■ Consegne dell'esercizio ■
• a. Rispondi alle seguenti domande basandoti sulla recensione del testo di Paco Bezerra.
(i) Chi ha tradotto il testo in italiano?
(ii) In quali tre parti è divisa la struttura che sostituisce capitoli e scene?
(iii) Quale lingua non capisce la signora Wang?
• b. Scrivi il seguito della recensione del testo di Paco Bezerra, partendo dopo la sua ultima frase.

■ Brano citato ■
###
La recensione, “La divina commedia di Bezerra”, è firmata dalla regista / attrice / autrice Isabella Carloni e compare, all’interno della sezione “Leer teatro”, nello spazio dedicato alle opere spagnole tradotte in altre lingue, che si chiama “De fuera vendrá”.

n°7 De fuera vendrá. Traducciones y teatro extranjero

La divina commedia di Bezerra

Isabella Carloni
Attrice, autrice e regista

BEZERRA, Paco
Il signor Ye ama i draghi
Trad. Marta Graziani
2015 Ed. Dragomanni (Teatro).
e-book ISBN: 9786050366808.

Immaginate che a compiere un viaggio all’inferno, anziché il nostro divino poeta sia la signora Magdalena, non più giovane, pettinata come la regina Elisabetta, e rallentata nel passo non tanto dall’età, ma da una prigione trasparente di pregiudizi e diffidenza, che la muove come un insetto in un vaso.

Immaginate poi che il suo Virgilio, anziché la guida dantesca che si ferma sulle soglie del Paradiso, sia un’intraprendente diciottenne cinese, Xiaomei, che condurrà Magdalena di fronte a ciò che non osa guardare.

Immaginate infine che la selva oscura sia lo scantinato di un condominio, dove in un’inquietante oscurità galleggiano non detti, paure e pregiudizi di una società – la nostra – che si è tappata gli occhi per non vedere.

Nonostante questo sforzo d’immaginazione non sarete che all’inizio del viaggio, perché il testo del giovane drammaturgo spagnolo Paco Bezerra, tradotto da Marta Graziani per gli e-book dei Dragomanni, è un continuo spiazzamento e un crescendo di suspense.

Già a partire dal titolo, Il signor Ye ama i draghi: vi aspettereste una storia fantastica e fiabesca, vi trovate invece di fronte a un thriller quasi beckettiano, dal linguaggio asciutto e colloquiale, anche se non privo di rimandi simbolici e tanto preciso nella meccanica descrizione della vicenda da sezionare le azioni e diventare quasi inumano.

Anziché capitoli e scene incontrate una struttura verticale, dichiaratamente simile a quella del poema dantesco: Inferno, Purgatorio e Paradiso.

Ma appena il tempo di rilassarsi (si fa per dire), credendo di aver trovato dei punti fermi come riferimento, che subito ci si ritrova completamente sottosopra, come al Luna Park: in Paradiso va via la luce e il premio della salita sarà una nuova discesa.

La vicenda prende il via dalla decisione di Magdalena di scoprire chi sia l’ombra che per due volte ha incrociato nell’androne del suo palazzo: pur irretita da diffidenza e pregiudizi Magdalena scende nel sotterraneo, sospettando loschi traffici dei cinesi che vivono nel sottoscala.

Qui incontrerà il mondo di Xiaomei, una determinata diciottenne cinese, nata in Spagna e perfettamente a suo agio con la lingua del posto, e di sua madre, la simpatica signora Wang, che invece non capisce una parola di spagnolo.
###
■ Voci da un insieme di dati ■
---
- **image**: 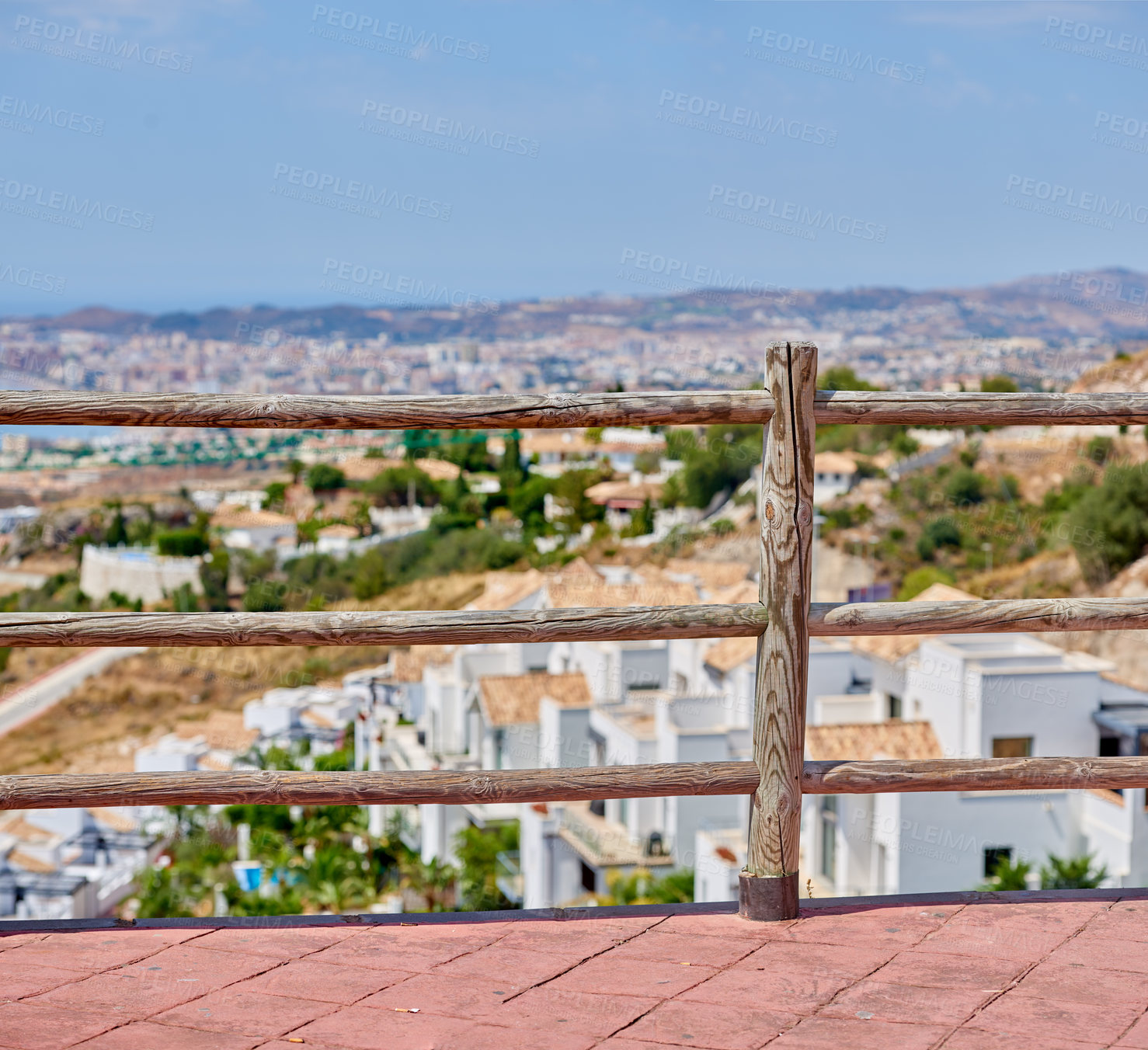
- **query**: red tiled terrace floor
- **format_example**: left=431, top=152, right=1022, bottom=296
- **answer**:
left=0, top=891, right=1148, bottom=1050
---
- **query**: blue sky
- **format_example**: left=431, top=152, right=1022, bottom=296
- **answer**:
left=0, top=0, right=1148, bottom=313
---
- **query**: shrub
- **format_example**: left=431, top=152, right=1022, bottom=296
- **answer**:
left=307, top=462, right=346, bottom=492
left=944, top=467, right=985, bottom=506
left=896, top=565, right=953, bottom=601
left=155, top=529, right=208, bottom=558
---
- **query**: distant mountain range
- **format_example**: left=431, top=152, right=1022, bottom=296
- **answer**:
left=5, top=267, right=1148, bottom=344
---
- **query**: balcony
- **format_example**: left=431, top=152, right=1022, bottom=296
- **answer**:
left=0, top=358, right=1148, bottom=1037
left=0, top=889, right=1148, bottom=1050
left=558, top=802, right=674, bottom=867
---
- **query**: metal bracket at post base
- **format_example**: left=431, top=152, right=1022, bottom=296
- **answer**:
left=737, top=871, right=799, bottom=923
###
■ Risposte ai quesiti ■
• a.
(i) Marta Graziani.
(ii) Inferno, Purgatorio e Paradiso.
(iii) Lo spagnolo.

• b.
Il condominio-alveare, anch’esso piramidale e dantesco, assorbe tutto lo spazio dell’azione, con rare e impotenti fughe degli abitanti verso l’esterno. Lo sguardo radiografico di Bezerra, che vi entra come una telecamera, è impietoso e leggero nello stesso tempo. Non spinge il bisturi contro la signora del decimo piano e la sua amica del quinto, la signora Amparo, ma concede loro, nell’appartamento di quest’ultima, la propria chance di Purgatorio: una sospensione di giudizio, da cui non sapranno però trarre vantaggio.

Il lontano ronzio di uno sciame di calabroni o di sonagli sarà l’annuncio di un’insostenibile rivelazione.

È un faccia a faccia col drago che l’autore ci propone: la prova di sempre per ogni eroe di fiaba, che è vera più della realtà, perché guarda oltre il visibile.

Qui l’eroe è forse la giovane Xiaomei: fiabe e parabole, proverbi e allegorie sono familiari alla sua cultura orientale, ma il suo linguaggio è diretto, talmente asciutto e pulito da risultare spiazzante, perfino enigmatico alla signora Magdalena e alla sua amica.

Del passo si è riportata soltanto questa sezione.